(Named object pointing entries)

● ● ● ● ●

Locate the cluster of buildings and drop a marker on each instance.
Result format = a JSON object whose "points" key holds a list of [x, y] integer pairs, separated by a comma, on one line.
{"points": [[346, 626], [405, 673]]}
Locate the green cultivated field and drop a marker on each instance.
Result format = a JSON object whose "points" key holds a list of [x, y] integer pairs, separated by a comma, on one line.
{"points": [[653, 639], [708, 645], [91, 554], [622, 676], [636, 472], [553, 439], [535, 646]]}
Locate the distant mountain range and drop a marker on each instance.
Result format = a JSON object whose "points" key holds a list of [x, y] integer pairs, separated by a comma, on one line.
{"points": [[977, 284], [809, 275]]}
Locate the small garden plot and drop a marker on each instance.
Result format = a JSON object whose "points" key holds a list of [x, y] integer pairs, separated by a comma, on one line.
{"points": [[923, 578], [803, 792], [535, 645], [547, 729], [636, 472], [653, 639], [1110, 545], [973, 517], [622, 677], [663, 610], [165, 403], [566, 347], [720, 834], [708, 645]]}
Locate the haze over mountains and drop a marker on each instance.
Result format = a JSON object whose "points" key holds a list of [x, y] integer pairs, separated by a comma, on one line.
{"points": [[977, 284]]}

● ● ● ● ●

The problem ▸
Convert the material into a numbered list, starting at the line that contains "Locate the small" and ending at the final line of the material, and leave out any blank lines.

Solved exercise ▸
1. Locate the small garden plot and drop a marker on each instance.
2. Result format = a JSON object whose "points" key holds a list of [x, y] integer pairs, separated by a comma, on one line.
3. {"points": [[923, 578], [803, 792], [535, 645], [547, 729], [636, 472], [653, 639], [1110, 545], [973, 517], [622, 677], [663, 610], [165, 403], [566, 347], [720, 834], [708, 645]]}
4. Locate the haze over mountains and drop a marker on each instance.
5. Result format = a JSON object whose "points" key holds a list of [x, y] integer pairs, separated by a comma, on one line.
6. {"points": [[977, 284]]}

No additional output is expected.